_Problem details:_ Write out the full listing, matching it line for line.

_Exercise data:_
"""

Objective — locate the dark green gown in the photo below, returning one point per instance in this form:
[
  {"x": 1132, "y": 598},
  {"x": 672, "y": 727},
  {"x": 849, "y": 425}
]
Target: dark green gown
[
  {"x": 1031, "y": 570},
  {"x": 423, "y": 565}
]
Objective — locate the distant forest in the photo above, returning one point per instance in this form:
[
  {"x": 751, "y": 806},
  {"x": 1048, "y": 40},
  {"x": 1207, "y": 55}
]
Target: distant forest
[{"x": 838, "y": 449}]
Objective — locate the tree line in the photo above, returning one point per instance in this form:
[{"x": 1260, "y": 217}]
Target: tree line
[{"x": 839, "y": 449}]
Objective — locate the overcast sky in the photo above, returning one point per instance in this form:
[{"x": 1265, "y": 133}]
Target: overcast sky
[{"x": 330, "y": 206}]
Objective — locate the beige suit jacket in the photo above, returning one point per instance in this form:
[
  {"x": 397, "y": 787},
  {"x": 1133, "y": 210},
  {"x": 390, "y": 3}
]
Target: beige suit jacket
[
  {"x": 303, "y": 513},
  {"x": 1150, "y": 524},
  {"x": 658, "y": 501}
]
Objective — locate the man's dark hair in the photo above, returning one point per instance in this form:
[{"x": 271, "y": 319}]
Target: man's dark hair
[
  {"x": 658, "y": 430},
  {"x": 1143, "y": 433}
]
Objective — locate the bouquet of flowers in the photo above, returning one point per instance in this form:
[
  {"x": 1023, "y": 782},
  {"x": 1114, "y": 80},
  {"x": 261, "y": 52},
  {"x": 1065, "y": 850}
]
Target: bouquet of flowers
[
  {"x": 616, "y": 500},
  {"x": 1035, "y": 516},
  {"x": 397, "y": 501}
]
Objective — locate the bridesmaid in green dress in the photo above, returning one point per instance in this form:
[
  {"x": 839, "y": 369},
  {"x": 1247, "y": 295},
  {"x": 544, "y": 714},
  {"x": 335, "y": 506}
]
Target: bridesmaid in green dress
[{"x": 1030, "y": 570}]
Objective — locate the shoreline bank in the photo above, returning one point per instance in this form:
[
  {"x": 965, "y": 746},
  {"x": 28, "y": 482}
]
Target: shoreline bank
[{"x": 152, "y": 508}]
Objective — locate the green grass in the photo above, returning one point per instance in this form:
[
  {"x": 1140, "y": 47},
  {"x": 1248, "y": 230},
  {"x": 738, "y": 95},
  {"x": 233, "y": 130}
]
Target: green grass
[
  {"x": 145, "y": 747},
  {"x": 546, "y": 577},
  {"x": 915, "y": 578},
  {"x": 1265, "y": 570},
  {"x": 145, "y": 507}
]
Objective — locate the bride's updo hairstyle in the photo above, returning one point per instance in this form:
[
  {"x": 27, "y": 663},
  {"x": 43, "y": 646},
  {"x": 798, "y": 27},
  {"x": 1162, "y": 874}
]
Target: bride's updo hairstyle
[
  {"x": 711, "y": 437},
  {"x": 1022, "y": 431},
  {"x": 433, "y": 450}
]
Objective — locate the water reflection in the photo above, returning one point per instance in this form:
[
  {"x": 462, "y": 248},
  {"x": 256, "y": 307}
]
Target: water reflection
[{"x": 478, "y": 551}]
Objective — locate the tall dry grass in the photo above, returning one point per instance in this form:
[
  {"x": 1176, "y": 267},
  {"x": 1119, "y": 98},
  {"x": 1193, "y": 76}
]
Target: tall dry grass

"""

_Result of the exercise:_
Objective — locate the dark green gown in the photo below, returning one point per instance in this form:
[
  {"x": 1132, "y": 598},
  {"x": 672, "y": 727},
  {"x": 849, "y": 425}
]
Target: dark green gown
[
  {"x": 1031, "y": 570},
  {"x": 423, "y": 565}
]
Objective — locate the distant forest in the photo above, returning one point per instance in this form:
[
  {"x": 751, "y": 806},
  {"x": 1048, "y": 40},
  {"x": 1207, "y": 55}
]
Target: distant forest
[{"x": 838, "y": 449}]
Objective — locate the tree line in the photo above, returning one point per instance in this form:
[{"x": 1260, "y": 217}]
Target: tree line
[{"x": 839, "y": 449}]
Objective — locate the overcast sky in the photo above, returning one point per instance in this form:
[{"x": 1265, "y": 133}]
Target: overcast sky
[{"x": 330, "y": 206}]
Objective — locate the beige suit jacket in the photo above, returning one point per instance in this form:
[
  {"x": 397, "y": 787},
  {"x": 1133, "y": 210},
  {"x": 390, "y": 3}
]
Target: beige suit jacket
[
  {"x": 303, "y": 513},
  {"x": 1150, "y": 524},
  {"x": 658, "y": 501}
]
Objective — locate the man's dark hair in the photo above, returning one point per instance in this form:
[{"x": 271, "y": 319}]
Target: man's dark hair
[
  {"x": 658, "y": 430},
  {"x": 1143, "y": 433}
]
Objective — locate the bouquet of flowers in the photo above, returning one point per instance in this form:
[
  {"x": 1023, "y": 782},
  {"x": 1114, "y": 80},
  {"x": 261, "y": 52},
  {"x": 1065, "y": 850}
]
Target: bouquet of flowers
[
  {"x": 616, "y": 500},
  {"x": 1035, "y": 516},
  {"x": 397, "y": 501}
]
Objective — locate the bridesmaid in green dress in the photo above, returning one point per instance in this form:
[
  {"x": 839, "y": 369},
  {"x": 1247, "y": 295},
  {"x": 544, "y": 714},
  {"x": 335, "y": 506}
]
Target: bridesmaid in green dress
[{"x": 1030, "y": 570}]
Objective — locate the shoreline bank in the photo above, returning one point per instance in this form:
[
  {"x": 965, "y": 746},
  {"x": 28, "y": 482}
]
Target: shoreline bank
[{"x": 152, "y": 508}]
Objective — locate the green grass in the photo above, returning one point per instance in this form:
[
  {"x": 1140, "y": 47},
  {"x": 1248, "y": 230},
  {"x": 738, "y": 95},
  {"x": 233, "y": 130}
]
Target: green grass
[
  {"x": 145, "y": 747},
  {"x": 546, "y": 577},
  {"x": 915, "y": 578},
  {"x": 1265, "y": 570},
  {"x": 145, "y": 507}
]
Objective — locate the bride's updo hairstyle in the photo above, returning one point per instance in this form:
[
  {"x": 27, "y": 663},
  {"x": 43, "y": 646},
  {"x": 798, "y": 27},
  {"x": 1162, "y": 874}
]
Target: bride's updo hairstyle
[
  {"x": 711, "y": 437},
  {"x": 1022, "y": 431},
  {"x": 433, "y": 450}
]
Objective — locate the water reflection in the photo above, returning one point per instance in this form:
[
  {"x": 462, "y": 248},
  {"x": 256, "y": 307}
]
Target: water reflection
[{"x": 478, "y": 551}]
Objective — locate the tall dry grass in the photo above, returning one point per instance in this form:
[
  {"x": 1176, "y": 267},
  {"x": 1119, "y": 98},
  {"x": 1193, "y": 76}
]
Target: tall dry grass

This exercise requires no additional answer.